→ ENUNCIADO A: Traduza para inglês esta frase do excerto sobre o Kosovo: «A expectativa do poder levou milhares de pessoas a engrossarem as fileiras do UCK, e a luta pela partilha do poder está agora na ordem do dia no Kosovo.»

O manifesto interesse dos EUA em consolidar a liderança de Hashim Thaçi, de 31 anos, em detrimento do «histórico» Ibrahim Rugova, aponta para uma estratégia que pode vir a revelar-se perigosa. A facilidade com que Thaçi, cujo controlo sobre o UCK é muito duvidoso, abandonou aparentemente as teses independentistas, sugere acordos de bastidores de imprevisíveis consequências no terreno.
Analistas norte-americanos fazem notar que o UCK tem demonstrado ter muito pouco controlo centralizado, estando dividida em facções e clãs que poderão eventualmente, não só escolher a via da confrontação com a NATO, como também envolver-se em combates entre si. As mesmas fontes dizem que há a possibilidade de a «desmilitarização» do UCK ser apenas uma operação «simbólica», já que as diversas facções continuarão a esconder a maior parte das suas armas. A total liberdade com que os separatistas entraram no Kosovo, na esteira das forças da NATO, e a sua liberdade de movimentos, é significativa.
A expectativa do poder levou milhares de pessoas a engrossarem as fileiras do UCK, e a luta pela partilha do poder está agora na ordem do dia no Kosovo.

Registos de indicação de pontos e rotulagem
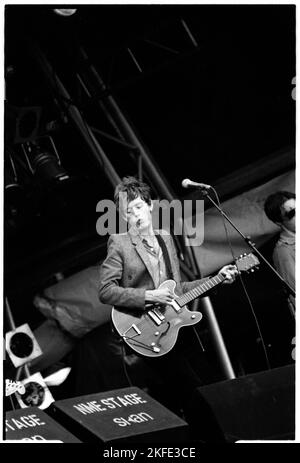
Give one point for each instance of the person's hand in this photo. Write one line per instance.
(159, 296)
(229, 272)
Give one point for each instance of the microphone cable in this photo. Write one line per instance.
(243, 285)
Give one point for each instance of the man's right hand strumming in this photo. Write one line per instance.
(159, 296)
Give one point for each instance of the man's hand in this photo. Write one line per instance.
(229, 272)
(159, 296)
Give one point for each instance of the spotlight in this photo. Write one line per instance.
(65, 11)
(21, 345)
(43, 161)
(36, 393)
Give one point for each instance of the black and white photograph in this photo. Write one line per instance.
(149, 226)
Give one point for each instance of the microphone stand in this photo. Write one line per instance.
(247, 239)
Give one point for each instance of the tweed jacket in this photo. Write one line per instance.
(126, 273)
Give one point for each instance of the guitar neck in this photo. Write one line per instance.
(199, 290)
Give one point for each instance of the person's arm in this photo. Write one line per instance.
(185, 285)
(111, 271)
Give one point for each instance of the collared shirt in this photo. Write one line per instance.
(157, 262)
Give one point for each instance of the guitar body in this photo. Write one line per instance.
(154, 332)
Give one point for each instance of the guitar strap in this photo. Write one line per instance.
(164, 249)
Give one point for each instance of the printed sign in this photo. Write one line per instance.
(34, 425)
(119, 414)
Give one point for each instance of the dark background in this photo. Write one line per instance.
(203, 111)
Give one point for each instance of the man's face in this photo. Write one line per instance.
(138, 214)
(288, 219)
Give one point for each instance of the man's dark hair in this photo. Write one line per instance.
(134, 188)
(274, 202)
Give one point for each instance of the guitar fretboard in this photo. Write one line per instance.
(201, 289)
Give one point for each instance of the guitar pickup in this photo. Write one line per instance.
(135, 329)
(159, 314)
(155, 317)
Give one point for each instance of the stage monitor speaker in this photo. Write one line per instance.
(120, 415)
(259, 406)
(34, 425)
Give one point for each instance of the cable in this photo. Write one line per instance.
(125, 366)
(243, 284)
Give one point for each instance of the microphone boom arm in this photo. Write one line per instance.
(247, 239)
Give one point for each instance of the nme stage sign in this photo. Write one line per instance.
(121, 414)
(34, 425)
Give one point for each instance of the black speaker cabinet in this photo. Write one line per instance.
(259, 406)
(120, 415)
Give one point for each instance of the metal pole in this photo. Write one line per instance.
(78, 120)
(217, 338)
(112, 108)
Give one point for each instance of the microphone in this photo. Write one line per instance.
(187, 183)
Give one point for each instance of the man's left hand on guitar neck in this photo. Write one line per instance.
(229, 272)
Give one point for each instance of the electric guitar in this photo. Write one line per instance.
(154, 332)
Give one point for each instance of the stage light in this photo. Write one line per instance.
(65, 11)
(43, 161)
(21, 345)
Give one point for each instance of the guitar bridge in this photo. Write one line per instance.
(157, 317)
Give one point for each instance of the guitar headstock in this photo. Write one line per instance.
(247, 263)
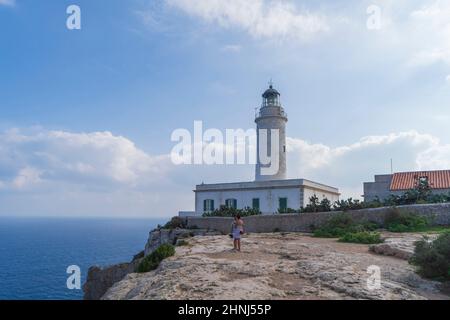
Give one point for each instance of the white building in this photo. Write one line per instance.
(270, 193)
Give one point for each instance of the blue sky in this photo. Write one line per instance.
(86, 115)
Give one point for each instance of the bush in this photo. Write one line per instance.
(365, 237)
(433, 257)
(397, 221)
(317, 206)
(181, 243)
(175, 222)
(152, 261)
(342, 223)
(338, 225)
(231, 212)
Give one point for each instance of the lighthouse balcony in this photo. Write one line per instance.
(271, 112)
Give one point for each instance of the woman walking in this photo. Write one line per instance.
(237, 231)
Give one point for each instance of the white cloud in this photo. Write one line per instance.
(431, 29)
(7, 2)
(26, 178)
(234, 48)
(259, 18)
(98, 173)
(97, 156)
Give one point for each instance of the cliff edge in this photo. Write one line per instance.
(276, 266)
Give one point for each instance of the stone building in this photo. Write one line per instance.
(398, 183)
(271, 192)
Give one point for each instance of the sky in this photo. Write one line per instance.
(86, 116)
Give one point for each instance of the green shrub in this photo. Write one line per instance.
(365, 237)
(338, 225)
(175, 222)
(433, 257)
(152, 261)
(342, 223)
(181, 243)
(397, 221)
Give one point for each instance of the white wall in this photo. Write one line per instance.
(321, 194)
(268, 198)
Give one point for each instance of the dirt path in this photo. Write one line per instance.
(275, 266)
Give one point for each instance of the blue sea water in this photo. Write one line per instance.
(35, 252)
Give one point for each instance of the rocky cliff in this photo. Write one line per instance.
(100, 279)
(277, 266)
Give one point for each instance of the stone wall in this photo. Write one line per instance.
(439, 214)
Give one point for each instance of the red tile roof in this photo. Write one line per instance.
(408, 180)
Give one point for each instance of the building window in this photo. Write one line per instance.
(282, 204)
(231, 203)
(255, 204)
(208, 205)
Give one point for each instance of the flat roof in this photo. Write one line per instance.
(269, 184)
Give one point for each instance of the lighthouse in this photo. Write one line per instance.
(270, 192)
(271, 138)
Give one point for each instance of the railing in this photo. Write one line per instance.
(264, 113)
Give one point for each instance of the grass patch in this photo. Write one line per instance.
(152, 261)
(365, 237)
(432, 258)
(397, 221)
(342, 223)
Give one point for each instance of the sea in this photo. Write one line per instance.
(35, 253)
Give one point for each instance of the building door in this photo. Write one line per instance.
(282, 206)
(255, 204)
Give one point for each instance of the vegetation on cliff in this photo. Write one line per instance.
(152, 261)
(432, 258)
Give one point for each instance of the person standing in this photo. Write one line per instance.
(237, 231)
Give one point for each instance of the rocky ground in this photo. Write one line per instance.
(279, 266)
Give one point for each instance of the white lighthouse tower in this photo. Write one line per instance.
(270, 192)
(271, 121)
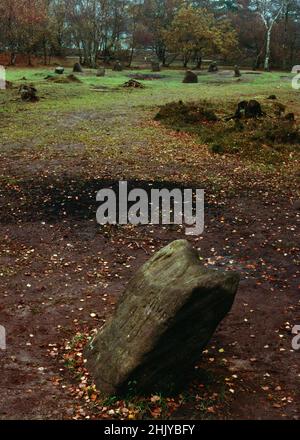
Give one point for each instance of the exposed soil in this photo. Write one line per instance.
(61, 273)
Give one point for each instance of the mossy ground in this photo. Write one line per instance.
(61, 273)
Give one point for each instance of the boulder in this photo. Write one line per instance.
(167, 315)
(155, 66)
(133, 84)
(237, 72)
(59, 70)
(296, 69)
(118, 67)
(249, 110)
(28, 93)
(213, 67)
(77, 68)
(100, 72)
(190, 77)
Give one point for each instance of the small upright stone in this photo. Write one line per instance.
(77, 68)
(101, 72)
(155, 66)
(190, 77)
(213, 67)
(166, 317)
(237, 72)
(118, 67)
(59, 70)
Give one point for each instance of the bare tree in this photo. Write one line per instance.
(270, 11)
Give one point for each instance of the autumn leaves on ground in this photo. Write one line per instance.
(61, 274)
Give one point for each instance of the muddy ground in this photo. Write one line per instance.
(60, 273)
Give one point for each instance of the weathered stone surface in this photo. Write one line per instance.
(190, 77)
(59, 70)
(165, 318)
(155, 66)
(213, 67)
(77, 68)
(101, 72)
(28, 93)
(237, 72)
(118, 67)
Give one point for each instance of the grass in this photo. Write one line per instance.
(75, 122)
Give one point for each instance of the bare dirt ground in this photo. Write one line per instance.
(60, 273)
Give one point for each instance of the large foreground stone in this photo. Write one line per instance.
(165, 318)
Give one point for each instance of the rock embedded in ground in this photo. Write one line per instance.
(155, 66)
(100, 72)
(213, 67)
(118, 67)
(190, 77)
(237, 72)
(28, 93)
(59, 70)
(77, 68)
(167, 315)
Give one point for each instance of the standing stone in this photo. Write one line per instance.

→ ENUNCIADO B: Altere os registos desde a linha que contém «Give one point for each instance of the autumn» até ao fim dos registos, trocando «stone» por «rock» e mantendo tudo o resto igual. Apresente apenas essas linhas.

→ RESOLUÇÃO A: The expectation of power led thousands of people to swell the ranks of the UCK, and the struggle over the sharing of power is now on the agenda in Kosovo.

→ RESOLUÇÃO B:
Give one point for each instance of the autumn leaves on ground in this photo. Write one line per instance.
(61, 274)
Give one point for each instance of the muddy ground in this photo. Write one line per instance.
(60, 273)
Give one point for each instance of the weathered rock surface in this photo. Write one line per instance.
(190, 77)
(59, 70)
(165, 318)
(155, 66)
(213, 67)
(77, 68)
(101, 72)
(28, 93)
(237, 72)
(118, 67)
Give one point for each instance of the grass in this photo. Write one line per instance.
(75, 122)
Give one point for each instance of the bare dirt ground in this photo. Write one line per instance.
(60, 273)
Give one point for each instance of the large foreground rock in this photo. Write one line per instance.
(165, 318)
Give one point for each instance of the rock embedded in ground in this photo. Write one line per instance.
(155, 66)
(100, 72)
(213, 67)
(118, 67)
(190, 77)
(237, 72)
(28, 93)
(59, 70)
(77, 68)
(167, 315)
Give one point for each instance of the standing rock in this photo. Write one line per instance.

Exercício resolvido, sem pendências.